● **Stated problem**
Shift each coordinate in the answers of the records below by adding 61 to every number, and reproduce all lines of the records, the requests included.

___ Records provided ___

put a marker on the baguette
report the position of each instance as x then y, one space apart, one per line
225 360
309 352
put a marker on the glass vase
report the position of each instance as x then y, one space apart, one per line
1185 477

___

● **Answer to this task**
put a marker on the baguette
report the position of each instance as x then y, one space apart, one per line
286 421
370 413
put a marker on the glass vase
report the position of each instance as x then y, one space apart, one per line
1246 538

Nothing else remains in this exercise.